### Consigne
Recopiez le récit de voyage depuis « Après deux nuits, nous » jusqu'à « rêver les aventureux. » inclus, en renommant « ours noir » en « grizzli ».

### Texte de lecture
----
Après deux nuits, nous quittons notre "overflow campground" et reprenons la route. Nous dépassons Jasper, puis le mont Edith Cavell en descendant vers le sud. Nous sommes sur la célèbre Icefield Road qui relie Jasper à Banf. Des deux côtés de la route, la forêt impénétrable forme une couverture sombre qui monte vers les sommets. Un ours noir apparaît de derrière les fourrés et traverse à quelques mètres devant nous. Souvent, nous longeons des rivières houleuses dont les eaux ont gardé la couleur laiteuse de la glace. Enfin, après environ une heure de route dans ce paysage sauvage, nous voilà au pied des deux impressionnants glacier Athabasca et Saskatchewan. Leurs langues de glaces descendent jusque dans la vallée. Leurs sommets immaculés font rêver les aventureux.
----
### Matériel extrait
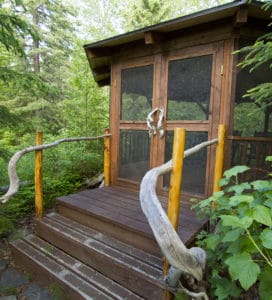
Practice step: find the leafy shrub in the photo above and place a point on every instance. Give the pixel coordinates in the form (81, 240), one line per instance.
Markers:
(239, 240)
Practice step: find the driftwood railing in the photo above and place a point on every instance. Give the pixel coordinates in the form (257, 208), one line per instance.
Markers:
(15, 181)
(190, 262)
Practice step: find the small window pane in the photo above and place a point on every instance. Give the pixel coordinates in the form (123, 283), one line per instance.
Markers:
(136, 94)
(189, 85)
(194, 166)
(134, 154)
(251, 120)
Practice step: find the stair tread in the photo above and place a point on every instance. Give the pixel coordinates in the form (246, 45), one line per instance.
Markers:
(108, 240)
(93, 244)
(95, 278)
(66, 276)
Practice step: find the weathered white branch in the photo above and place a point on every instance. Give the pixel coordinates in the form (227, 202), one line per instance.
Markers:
(13, 177)
(176, 253)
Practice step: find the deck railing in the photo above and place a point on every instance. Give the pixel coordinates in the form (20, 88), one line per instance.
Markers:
(15, 181)
(190, 261)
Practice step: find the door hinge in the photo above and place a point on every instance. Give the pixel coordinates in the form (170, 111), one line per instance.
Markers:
(222, 70)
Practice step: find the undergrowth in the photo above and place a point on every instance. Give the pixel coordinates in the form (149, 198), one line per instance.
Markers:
(239, 239)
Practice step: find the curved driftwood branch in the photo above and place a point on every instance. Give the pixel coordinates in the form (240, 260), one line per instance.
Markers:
(12, 173)
(189, 261)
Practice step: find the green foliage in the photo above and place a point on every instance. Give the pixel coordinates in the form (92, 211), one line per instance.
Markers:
(238, 244)
(147, 12)
(14, 27)
(260, 53)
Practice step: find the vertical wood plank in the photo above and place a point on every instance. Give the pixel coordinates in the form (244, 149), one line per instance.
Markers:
(107, 159)
(175, 187)
(38, 177)
(219, 157)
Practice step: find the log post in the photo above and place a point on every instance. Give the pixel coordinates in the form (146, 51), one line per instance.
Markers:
(219, 157)
(38, 177)
(107, 158)
(175, 188)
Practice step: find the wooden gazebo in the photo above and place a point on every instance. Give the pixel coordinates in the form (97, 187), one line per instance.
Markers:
(180, 73)
(187, 68)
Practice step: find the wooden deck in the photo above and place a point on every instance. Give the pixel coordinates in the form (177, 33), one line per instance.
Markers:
(99, 246)
(121, 207)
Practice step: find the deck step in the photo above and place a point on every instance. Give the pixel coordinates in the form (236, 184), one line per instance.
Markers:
(132, 268)
(51, 265)
(123, 220)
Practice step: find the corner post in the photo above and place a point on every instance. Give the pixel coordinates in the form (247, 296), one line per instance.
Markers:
(107, 158)
(219, 157)
(175, 187)
(38, 177)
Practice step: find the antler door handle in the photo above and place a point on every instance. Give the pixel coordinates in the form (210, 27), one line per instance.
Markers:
(153, 129)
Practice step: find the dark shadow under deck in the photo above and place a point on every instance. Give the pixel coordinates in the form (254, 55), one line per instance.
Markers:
(121, 206)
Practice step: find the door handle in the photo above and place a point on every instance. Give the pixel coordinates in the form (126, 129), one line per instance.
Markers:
(153, 129)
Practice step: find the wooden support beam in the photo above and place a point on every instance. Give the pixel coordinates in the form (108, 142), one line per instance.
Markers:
(98, 52)
(101, 70)
(152, 37)
(38, 177)
(107, 159)
(241, 17)
(219, 157)
(175, 188)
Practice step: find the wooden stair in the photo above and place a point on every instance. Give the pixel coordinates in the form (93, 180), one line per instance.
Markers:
(99, 246)
(77, 257)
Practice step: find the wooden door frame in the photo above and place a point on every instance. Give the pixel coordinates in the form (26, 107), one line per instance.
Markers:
(160, 63)
(210, 125)
(116, 124)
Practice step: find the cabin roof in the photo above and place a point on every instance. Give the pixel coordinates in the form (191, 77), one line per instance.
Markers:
(99, 53)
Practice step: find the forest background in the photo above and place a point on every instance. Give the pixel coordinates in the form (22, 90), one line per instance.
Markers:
(46, 85)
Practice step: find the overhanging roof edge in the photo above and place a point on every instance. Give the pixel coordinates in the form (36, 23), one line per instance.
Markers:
(137, 34)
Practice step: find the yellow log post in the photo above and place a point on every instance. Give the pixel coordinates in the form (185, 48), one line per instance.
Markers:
(38, 177)
(107, 159)
(175, 187)
(219, 157)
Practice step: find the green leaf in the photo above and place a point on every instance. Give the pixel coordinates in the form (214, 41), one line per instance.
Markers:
(223, 182)
(243, 244)
(243, 268)
(238, 189)
(232, 235)
(226, 288)
(235, 171)
(266, 284)
(237, 199)
(262, 185)
(262, 215)
(234, 221)
(266, 237)
(268, 203)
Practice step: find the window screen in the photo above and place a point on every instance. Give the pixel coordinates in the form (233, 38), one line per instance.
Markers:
(189, 85)
(134, 154)
(194, 166)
----
### Résultat obtenu
Après deux nuits, nous quittons notre "overflow campground" et reprenons la route. Nous dépassons Jasper, puis le mont Edith Cavell en descendant vers le sud. Nous sommes sur la célèbre Icefield Road qui relie Jasper à Banf. Des deux côtés de la route, la forêt impénétrable forme une couverture sombre qui monte vers les sommets. Un grizzli apparaît de derrière les fourrés et traverse à quelques mètres devant nous. Souvent, nous longeons des rivières houleuses dont les eaux ont gardé la couleur laiteuse de la glace. Enfin, après environ une heure de route dans ce paysage sauvage, nous voilà au pied des deux impressionnants glacier Athabasca et Saskatchewan. Leurs langues de glaces descendent jusque dans la vallée. Leurs sommets immaculés font rêver les aventureux.